* DIRECTION
Write out the entries below once more, exactly.

■ ■ ■ ■ ■ ■ ■

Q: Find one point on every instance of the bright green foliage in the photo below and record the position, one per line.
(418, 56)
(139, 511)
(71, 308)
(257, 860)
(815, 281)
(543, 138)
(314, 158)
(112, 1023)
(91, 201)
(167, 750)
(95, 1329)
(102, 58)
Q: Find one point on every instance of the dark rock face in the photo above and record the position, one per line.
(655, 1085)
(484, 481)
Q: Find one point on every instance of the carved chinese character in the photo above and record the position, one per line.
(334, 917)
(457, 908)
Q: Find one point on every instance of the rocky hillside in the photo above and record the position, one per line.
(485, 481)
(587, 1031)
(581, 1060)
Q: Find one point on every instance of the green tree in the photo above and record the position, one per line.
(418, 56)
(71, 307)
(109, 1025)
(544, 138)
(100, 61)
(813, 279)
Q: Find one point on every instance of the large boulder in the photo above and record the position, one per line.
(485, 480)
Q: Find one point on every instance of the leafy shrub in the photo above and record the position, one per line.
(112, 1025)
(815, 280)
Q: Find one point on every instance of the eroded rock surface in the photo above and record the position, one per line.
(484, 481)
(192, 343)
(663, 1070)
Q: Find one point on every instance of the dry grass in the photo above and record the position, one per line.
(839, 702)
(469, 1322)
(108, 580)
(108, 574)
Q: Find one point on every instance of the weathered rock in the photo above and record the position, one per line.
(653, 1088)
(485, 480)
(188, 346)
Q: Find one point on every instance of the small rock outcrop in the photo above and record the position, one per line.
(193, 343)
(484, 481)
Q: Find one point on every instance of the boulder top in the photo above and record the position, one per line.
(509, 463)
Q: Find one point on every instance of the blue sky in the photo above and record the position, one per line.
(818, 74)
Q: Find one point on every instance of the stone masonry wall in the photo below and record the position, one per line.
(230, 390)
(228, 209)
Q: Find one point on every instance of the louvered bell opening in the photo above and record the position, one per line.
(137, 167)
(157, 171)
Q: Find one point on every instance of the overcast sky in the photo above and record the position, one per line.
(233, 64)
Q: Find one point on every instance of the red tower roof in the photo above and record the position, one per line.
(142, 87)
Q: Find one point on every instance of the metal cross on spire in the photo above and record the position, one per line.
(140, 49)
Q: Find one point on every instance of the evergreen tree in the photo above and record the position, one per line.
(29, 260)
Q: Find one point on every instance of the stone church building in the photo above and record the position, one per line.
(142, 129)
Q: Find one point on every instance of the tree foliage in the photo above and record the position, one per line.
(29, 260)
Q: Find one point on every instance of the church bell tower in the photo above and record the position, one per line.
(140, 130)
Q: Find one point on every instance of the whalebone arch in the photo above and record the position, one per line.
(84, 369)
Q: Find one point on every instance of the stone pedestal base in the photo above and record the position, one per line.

■ ■ ■ ■ ■ ■ ■

* FULL RESPONSE
Q: Find one point on every instance of the bright green foliage in the photo below and record the position, one per line.
(418, 56)
(139, 511)
(71, 308)
(257, 860)
(815, 281)
(543, 138)
(314, 158)
(112, 1023)
(91, 201)
(167, 750)
(95, 1329)
(102, 58)
Q: Find one point on every instance of the dark rock face in the photo above and record the position, one per line.
(655, 1085)
(484, 481)
Q: Find one point on every instance of the carved chinese character in the photo above and record the position, one per line.
(334, 917)
(457, 908)
Q: Find one point on every instance of the rocky hillside in the photo above and record the position, one per line.
(485, 481)
(587, 1031)
(581, 1060)
Q: Find one point on every instance of the green tree in the photo above and record the position, one per line.
(418, 56)
(71, 307)
(109, 1025)
(544, 138)
(100, 61)
(813, 279)
Q: Find one point on every instance of the large boulder in the photo above and record the position, one per line.
(485, 480)
Q: Find one point on every instance of the leafy shrub in the photo above and record the position, one per line.
(112, 1025)
(815, 280)
Q: Find one point on every instance of the eroded rock surface in the photo above and record the position, one per line.
(484, 481)
(192, 343)
(663, 1070)
Q: Find one point on every instance of the dry grass in the photo above and record the position, one per line.
(839, 702)
(469, 1322)
(108, 580)
(108, 574)
Q: Find one point on every instance of the weathered rock in the photo above and record the position, one per line.
(653, 1088)
(485, 480)
(188, 346)
Q: Find one point on every instance of the small rock outcrop in the photo above and record the position, one per line.
(193, 343)
(484, 481)
Q: Find one point on every instance of the boulder top in the photo above and record the position, one per line.
(509, 463)
Q: Find one point on every instance of the blue sky in the photo above and record the position, one per line.
(818, 74)
Q: Find one point on every instance of the stone masonry wall in the photo below and record the position, one per line.
(230, 390)
(228, 209)
Q: Find one point on every instance of the louvered bell opening in the photo above and record the position, one per line.
(137, 167)
(157, 171)
Q: Find one point on every instance of the overcast sky in the photo above and record the position, one per line.
(233, 64)
Q: Find one point on every instance of the red tower roof in the photo above and record the position, one per line.
(142, 87)
Q: Find one point on every instance of the metal cross on spire in the photo above and record the position, one per line.
(140, 49)
Q: Find one point on every instance of the evergreen tree in the photo above and record the position, one per line.
(29, 260)
Q: Find one point on every instance of the stone church building in the photo above and record the position, one per line.
(142, 129)
Q: Find one point on every instance of the tree foliage in the photo above and record the position, one per line.
(29, 260)
Q: Find one point on every instance of the church bell tower in the photo above and record the position, one per line.
(140, 130)
Q: Find one point on every instance of the whalebone arch in the photo above and record the position, one per line.
(84, 369)
Q: Find one point on every instance of the stone pedestal base in the photo above and record the position, one per line.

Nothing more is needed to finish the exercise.